→ **TEXTO DO DOCUMENTO**
* * *

Ñanderu Getúlio _ Foto Arquivo Ane Vilela |
Cimi Regional Mato Grosso do Sul
Edição _ Tereza Amaral
Entre o som sagrado dos mbarakas e as rezas dos Ñanderu e Ñandecy – líderes espirituais e rezadores – a Comissão de Direitos Humanos e Minorias da Câmara Federal, entre os últimos dias 31 e 1º de junho, saiu dos corredores do poder em Brasília para conferir de perto a situação do povo Guarani e Kaiowá nos tekohas – lugar onde se é – do Mato Grosso do Sul. Com os parlamentares, representantes do Ministério Público Federal (MPF), Fundação Nacional do Índio (Funai) e do Conselho Indigenista Missionário (Cimi).
As lideranças indígenas afirmaram que se a situação que vivem não mudar e as demarcações não acontecerem, os Guarani e Kaiowá iniciarão um processo de retomada geral de seus territórios. Getúlio, importante Ñanderu Kaiowá, após a fala de mais de 15 lideranças de acampamentos às autoridades, disse: “Hoje estamos chorando e morrendo. Eles pararam as demarcações, mas nós não paramos e vamos avançar em defesa do nosso direito”. A procuradora da República e coordenadora da 6ª Câmara de Coordenação e Revisão da PGR, Deborah Duprat, afirmou que a situação dos povos indígenas no Mato Grosso do Sul é “um absurdo contra a vida humana e a dignidade”.
A visita oficial teve como objetivo coletar informações, relatos e ver de perto as denúncias que chegam periodicamente às autoridades envolvendo os constantes atentados contra o povo, alto índice de suicídio e mortandade, além de equacionar os lamentáveis eventos com a paralisação completa das demarcações de terras indígenas no Mato Grosso do Sul. O bispo de Dourados, Dom Redovino Rizzardo, esteve durante o dia 30 no tekoha Apyka’i e se comprometeu com a questão indígena e a demarcação dos territórios tradicionais dos Guarani e Kaiowá.
O grupo foi recebido em cores, palavras e relatos de cada Guarani e Kaiowá, em contraste com as dificuldades em preto e branco que vivem. Pulsaram séculos de história, cultura viva e resistência. A comitiva registrou aspectos de uma espécie de Estado de Exceção vivido pelos povos indígenas no Mato Grosso do Sul, onde os teores de uma verdadeira política de extermínio estão colocados em prática pelas forças locais ligadas ao agronegócio, com a conivência do governo brasileiro.
O presidente da Comissão de Direitos Humanos da Câmara Federal, deputado Paulo Pimenta, declarou aos Guarani e Kaiowá: “Nós temos um compromisso. O que vi e senti me dá autoridade e conhecimento para avançar e não mediremos esforços quanto Comissão de Direitos Humanos para somarmos na luta diária de vocês e garantirmos os direitos dos povos indígenas”.
Guyraroká, demarcação já!
Localizado no limite dos municípios de Dourados e Caarapó, no tekoha Guyraroká beleza e dor se mesclaram na receptividade e nos rostos dos Guarani e Kaiowá. A dança e da reza conduziram os representantes da comitiva até uma maloca de capim. Abrigados da chuva, os visitantes puderam ouvir em uma só voz, durante alguns minutos, toda a comunidade gritar emocionada: “Demarcação de Guyraroká, homologação de Guyraroká, não a suspensão de Guyraroká”.

* * *

→ **EXTRATO DE DADOS**
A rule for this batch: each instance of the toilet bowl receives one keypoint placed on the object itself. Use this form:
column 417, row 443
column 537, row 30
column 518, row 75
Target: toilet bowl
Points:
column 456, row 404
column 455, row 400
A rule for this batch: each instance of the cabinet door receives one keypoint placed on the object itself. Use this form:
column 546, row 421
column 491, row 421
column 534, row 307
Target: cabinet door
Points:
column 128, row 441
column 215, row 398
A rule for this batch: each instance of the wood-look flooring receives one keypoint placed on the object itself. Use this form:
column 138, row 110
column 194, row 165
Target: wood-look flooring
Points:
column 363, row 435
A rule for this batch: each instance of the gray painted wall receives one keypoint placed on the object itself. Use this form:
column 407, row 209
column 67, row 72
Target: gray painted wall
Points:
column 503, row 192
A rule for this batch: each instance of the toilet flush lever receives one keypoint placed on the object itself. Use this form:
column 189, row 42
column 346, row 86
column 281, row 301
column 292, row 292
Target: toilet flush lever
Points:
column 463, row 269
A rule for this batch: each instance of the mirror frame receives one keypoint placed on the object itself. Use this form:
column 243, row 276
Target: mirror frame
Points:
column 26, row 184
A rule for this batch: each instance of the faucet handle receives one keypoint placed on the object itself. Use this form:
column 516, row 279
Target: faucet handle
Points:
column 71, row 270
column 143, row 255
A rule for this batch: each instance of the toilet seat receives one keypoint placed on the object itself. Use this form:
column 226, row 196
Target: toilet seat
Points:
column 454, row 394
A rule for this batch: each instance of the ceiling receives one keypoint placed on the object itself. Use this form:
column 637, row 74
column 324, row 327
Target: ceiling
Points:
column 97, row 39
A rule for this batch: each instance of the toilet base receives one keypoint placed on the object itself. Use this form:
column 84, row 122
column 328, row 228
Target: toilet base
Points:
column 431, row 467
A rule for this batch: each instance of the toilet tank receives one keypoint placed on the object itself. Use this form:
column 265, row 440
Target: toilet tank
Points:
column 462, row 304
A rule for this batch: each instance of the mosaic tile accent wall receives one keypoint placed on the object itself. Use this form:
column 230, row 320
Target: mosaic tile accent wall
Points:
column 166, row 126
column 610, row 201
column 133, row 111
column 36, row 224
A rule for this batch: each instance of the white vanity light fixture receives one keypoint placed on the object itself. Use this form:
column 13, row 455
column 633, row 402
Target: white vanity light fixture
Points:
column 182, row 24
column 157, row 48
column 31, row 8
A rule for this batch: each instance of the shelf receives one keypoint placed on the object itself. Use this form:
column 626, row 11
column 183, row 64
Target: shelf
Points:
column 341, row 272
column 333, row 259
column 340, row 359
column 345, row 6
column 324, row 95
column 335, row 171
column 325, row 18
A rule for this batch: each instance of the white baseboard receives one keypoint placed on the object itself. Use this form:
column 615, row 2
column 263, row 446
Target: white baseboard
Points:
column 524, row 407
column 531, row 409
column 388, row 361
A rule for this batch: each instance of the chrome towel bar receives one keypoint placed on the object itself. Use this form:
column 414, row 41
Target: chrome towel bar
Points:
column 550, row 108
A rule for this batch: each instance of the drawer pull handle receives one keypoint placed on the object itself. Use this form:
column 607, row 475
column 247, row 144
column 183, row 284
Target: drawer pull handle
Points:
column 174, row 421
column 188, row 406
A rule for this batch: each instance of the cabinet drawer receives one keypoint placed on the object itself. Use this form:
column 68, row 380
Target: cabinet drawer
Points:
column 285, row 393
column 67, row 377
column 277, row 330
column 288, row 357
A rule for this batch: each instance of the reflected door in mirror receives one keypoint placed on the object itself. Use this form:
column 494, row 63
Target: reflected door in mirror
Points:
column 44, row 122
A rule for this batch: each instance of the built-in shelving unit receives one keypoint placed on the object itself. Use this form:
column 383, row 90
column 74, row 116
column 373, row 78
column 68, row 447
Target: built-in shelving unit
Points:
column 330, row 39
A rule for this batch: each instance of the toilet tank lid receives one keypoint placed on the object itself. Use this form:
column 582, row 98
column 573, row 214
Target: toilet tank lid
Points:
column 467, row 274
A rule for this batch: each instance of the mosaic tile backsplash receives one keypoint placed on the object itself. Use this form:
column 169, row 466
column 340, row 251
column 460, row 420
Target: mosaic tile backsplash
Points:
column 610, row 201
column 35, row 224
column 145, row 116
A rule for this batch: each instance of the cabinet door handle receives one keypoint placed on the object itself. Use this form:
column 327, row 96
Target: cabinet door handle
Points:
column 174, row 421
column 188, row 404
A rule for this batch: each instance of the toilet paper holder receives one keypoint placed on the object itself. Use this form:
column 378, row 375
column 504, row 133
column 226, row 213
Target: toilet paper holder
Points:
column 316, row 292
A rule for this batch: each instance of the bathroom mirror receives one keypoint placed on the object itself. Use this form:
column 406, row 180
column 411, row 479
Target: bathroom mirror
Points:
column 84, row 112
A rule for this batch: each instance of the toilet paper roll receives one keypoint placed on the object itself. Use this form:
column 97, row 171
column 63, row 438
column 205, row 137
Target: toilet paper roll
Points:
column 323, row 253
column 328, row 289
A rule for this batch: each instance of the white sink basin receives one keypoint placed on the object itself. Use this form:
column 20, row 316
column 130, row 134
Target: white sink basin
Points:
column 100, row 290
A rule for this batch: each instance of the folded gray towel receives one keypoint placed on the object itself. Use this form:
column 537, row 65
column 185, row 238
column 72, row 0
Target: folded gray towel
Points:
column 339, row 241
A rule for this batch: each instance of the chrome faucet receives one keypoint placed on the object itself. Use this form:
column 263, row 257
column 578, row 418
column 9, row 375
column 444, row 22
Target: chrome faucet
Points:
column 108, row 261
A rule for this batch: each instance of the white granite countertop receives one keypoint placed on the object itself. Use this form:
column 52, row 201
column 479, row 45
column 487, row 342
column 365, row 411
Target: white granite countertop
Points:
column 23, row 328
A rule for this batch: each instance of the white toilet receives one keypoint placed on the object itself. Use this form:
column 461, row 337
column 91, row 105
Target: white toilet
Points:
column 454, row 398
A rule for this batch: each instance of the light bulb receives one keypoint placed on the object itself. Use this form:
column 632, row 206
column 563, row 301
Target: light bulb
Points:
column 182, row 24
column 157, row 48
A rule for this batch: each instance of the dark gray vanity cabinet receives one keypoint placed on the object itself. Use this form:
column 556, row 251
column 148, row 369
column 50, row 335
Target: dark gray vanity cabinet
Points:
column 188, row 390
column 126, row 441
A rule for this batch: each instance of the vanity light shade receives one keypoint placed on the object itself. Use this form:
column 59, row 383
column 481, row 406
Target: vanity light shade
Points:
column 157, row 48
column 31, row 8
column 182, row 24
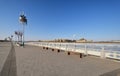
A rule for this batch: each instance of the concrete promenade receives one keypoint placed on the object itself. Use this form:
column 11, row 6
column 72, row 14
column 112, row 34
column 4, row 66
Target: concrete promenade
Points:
column 35, row 61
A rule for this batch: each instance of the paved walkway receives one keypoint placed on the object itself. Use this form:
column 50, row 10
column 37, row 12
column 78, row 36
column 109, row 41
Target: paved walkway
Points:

* * *

→ **O PROBLEMA**
As afirmações abaixo estão de acordo com o texto sobre a visita aos Guarani e Kaiowá? Responda sim ou não a cada uma e cite as palavras exatas do texto que decidem.
1. O bispo de Dourados esteve no tekoha Apyka’i no dia 30.
2. O tekoha Guyraroká fica no limite dos municípios de Dourados e Ponta Porã.
3. Getúlio falou depois de mais de 15 lideranças de acampamentos.

→ **RESULTADO DA TAREFA**
1. Sim: “O bispo de Dourados, Dom Redovino Rizzardo, esteve durante o dia 30 no tekoha Apyka’i”.
2. Não: “Localizado no limite dos municípios de Dourados e Caarapó”.
3. Sim: “Getúlio, importante Ñanderu Kaiowá, após a fala de mais de 15 lideranças de acampamentos às autoridades, disse”.